• _Task set_:
1 - Answer these questions about the cheek riser post:
(a) How wide was the strip of copy paper used for the template?
(b) What grit of sandpaper was used on the edges?
(c) What oven temperature was used, and for how many minutes was the Kydex heated?
2 - Pick up the cheek riser post after its last sentence and continue it.

# DIY Kydex cheek riser



## deputyatnight (Aug 27, 2010)

I just thought I'd put something up here about the little project I got myself into yesterday.  I got tired of hunting for a cheek rest/ riser for my AR-15 and figured I'd make my own from a piece of  Kydex I had laying on my counter.  I've seen projects where holes were drill and screws were used, but I figured there must be an easier way that didn't require holes being drilled.  I set off to make it work with the charging handle having room to fully move, and to set my eye at the proper level with the scope.
I used a piece of thick Kydex, I believe it's 0.09 thickness.  The shape started out as a 5" wide strip of copy paper that was used to make a template.  I estimated how high it would be, and allowed for some wiggle room.  I cut out the kydex after tracing the shape onto it.  I used a hand saw with fine teeth to cut it, then sanded the edges flat with 100 grit sandpaper.  I also beveled the edges and put a slight radius on the corners.
I heated the oven to 290 degrees, and placed the kydex onto a silicone cookie sheet liner, for 7 minutes, which is cooler and a shorter time than I've seen listed elsewhere.  While that was heating up, I cut a few really small pieces of heavy-duty two-sided tape, and put them on the stock, in the middle of where it would be positioned.  I cut a few 1" strips of foam rubber (some sponge would work as well), and set them on top of the stock.
When the material was heated, I removed it from the overn and used a spatula to carry it to the rifle, where I draped it over the stock and foam.  I hand contoured it to make it more round at the top, and then pressed it against the stock to get it to stick to the two-sided tape.

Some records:

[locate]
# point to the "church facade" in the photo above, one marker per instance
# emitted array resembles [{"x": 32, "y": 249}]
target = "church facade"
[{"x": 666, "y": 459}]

• _Per-task answers_:
1 -
(a) 5 inches.
(b) 100 grit.
(c) 290 degrees, for 7 minutes.

2 -
I had to wiggle it a bit, to line it up to where I got the proper eye alignment, and once that was done, i pulled the sides away from the stock, and stuck larger piece of the tape onto the stock.  I had to use tweezers to remove the backing from the outside.  I used a heat gun to soften the material, then pressed it firmly against the sides of the stock, to match the contour, and secure the riser with the tape.
There is not wiggle to it at all, and I can't see any problems coming up.  I'll post pictures as soon as possible, but I thought I'd post the info in case anybody else wasn't happy with the products out there right now.
Here's a picture.  I know some people may not like that it can't be adjusted easily, but I don't really plan on having others shooting it, and the folks who looked through it all seemed to be able to see through the scope without any of the evil "black" showing.


----------



## Razor Blade (Aug 27, 2010)

Looks like kydex has many uses . Nice work , Scott


----------



## ev239 (Sep 21, 2010)

Well done! I love working with Kydex.  I've thought about doing almost the same exact thing.  Thanks for posting!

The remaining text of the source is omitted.